▶ [Required task]: Rewrite the listing starting at the line that contains "TARGET = octagonal building" and ending at its final line, keeping every line and shifting each coordinate in the answers by -69.

(Data listing)

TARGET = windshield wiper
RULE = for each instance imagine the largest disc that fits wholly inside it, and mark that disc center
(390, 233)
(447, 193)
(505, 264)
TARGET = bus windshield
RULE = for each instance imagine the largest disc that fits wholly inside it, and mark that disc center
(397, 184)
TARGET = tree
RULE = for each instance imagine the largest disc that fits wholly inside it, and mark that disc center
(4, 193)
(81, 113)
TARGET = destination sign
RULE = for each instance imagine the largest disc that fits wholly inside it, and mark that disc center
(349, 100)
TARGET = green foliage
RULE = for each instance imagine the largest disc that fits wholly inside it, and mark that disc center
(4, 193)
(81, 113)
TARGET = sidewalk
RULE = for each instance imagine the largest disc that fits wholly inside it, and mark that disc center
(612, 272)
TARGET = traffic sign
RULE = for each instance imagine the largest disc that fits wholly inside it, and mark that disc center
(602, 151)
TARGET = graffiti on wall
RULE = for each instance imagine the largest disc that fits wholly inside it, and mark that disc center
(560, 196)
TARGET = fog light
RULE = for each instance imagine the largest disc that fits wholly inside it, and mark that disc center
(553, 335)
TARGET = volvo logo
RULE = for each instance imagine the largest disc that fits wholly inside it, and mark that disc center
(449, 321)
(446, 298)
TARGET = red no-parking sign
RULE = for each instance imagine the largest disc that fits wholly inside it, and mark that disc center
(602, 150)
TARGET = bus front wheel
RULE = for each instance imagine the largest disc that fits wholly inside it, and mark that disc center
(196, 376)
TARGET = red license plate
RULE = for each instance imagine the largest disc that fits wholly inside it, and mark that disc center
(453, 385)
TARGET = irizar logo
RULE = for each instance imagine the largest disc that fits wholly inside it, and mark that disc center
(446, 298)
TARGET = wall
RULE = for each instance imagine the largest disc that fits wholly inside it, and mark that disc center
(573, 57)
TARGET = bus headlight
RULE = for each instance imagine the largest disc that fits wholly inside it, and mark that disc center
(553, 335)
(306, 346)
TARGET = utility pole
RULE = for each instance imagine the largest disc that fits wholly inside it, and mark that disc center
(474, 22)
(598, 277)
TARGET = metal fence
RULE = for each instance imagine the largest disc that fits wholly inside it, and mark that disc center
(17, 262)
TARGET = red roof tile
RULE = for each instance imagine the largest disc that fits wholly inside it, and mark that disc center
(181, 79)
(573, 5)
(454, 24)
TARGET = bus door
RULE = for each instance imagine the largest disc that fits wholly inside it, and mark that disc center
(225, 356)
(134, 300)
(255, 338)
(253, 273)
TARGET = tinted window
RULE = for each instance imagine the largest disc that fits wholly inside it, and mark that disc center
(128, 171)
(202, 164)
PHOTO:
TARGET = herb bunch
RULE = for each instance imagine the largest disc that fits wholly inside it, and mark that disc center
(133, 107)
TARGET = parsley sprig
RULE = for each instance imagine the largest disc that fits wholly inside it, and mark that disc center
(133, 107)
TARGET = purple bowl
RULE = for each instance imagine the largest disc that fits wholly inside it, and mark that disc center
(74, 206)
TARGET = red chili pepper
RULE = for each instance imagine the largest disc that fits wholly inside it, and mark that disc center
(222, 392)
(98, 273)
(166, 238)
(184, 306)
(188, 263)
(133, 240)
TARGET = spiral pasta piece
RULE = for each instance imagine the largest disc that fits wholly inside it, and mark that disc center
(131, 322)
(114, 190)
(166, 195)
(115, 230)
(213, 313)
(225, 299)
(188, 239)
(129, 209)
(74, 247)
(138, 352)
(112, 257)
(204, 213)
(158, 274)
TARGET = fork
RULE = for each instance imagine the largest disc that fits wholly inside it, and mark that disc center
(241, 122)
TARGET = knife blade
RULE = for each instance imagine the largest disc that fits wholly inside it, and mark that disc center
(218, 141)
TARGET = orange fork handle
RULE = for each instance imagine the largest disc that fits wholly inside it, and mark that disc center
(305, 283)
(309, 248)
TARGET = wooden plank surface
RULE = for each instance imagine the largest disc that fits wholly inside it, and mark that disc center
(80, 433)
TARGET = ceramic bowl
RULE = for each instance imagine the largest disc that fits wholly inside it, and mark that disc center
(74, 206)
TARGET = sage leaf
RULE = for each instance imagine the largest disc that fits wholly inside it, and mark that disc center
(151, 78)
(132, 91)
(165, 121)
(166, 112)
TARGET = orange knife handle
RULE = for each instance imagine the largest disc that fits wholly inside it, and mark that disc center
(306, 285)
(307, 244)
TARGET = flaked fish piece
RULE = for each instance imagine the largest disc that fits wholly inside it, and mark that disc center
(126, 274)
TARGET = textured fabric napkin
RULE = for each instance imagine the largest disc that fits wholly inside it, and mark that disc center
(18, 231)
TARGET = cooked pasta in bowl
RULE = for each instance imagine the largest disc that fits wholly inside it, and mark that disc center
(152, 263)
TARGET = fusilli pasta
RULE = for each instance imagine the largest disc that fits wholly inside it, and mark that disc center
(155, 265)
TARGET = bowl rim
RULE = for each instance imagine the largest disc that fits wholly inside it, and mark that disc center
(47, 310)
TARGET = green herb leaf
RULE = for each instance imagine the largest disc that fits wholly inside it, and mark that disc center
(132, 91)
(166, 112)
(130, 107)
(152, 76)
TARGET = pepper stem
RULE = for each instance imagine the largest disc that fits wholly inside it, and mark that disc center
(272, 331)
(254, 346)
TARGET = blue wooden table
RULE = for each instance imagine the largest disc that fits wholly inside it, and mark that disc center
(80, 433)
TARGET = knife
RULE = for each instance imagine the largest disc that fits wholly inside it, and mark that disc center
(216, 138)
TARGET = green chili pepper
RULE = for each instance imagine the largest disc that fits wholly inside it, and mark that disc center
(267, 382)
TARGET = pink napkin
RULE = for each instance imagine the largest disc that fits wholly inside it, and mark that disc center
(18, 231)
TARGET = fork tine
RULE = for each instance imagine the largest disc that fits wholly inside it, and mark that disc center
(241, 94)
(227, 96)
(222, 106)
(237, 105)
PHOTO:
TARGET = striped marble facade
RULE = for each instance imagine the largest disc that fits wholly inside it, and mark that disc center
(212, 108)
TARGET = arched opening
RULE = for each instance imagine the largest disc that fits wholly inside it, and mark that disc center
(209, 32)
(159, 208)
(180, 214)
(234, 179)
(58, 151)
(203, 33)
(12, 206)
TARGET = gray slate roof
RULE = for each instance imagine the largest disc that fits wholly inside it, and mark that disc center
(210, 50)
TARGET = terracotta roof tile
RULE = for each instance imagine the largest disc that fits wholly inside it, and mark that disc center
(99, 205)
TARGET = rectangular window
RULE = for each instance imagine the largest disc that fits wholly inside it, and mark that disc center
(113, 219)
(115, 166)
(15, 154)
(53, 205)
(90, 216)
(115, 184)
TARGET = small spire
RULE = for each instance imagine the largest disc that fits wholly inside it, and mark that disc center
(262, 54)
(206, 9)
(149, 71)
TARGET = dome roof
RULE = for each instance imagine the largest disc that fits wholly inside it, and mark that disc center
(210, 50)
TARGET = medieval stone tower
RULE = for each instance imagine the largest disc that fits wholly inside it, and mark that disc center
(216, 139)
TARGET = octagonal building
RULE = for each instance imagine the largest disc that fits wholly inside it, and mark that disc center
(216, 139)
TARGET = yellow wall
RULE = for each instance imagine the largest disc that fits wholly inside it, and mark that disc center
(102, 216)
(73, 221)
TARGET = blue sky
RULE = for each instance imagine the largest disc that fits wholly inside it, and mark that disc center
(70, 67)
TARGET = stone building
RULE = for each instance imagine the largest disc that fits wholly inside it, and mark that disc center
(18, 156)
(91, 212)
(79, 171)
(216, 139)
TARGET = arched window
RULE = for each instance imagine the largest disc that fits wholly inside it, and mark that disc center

▶ [Finished exercise]:
TARGET = octagonal building
RULE = for each instance imagine the largest disc that fits wholly inside it, and mark that disc center
(147, 70)
TARGET = yellow wall
RULE = for each instance imagine the largest disc that fits wholly inside it, and mark that disc center
(33, 147)
(4, 152)
TARGET = blue sky
RULE = for each instance imagine the largest disc that fits wholly inside it, and mark that disc center
(1, -2)
TARGET = stone building
RULE = for each instance imagine the largest disc that fits wholly inside it, and mark that disc center
(-51, 87)
(22, 143)
(10, 102)
(147, 70)
TARGET = arched window
RULE = for each instance imagine the largest disc that fits wholly inside it, and mark that disc center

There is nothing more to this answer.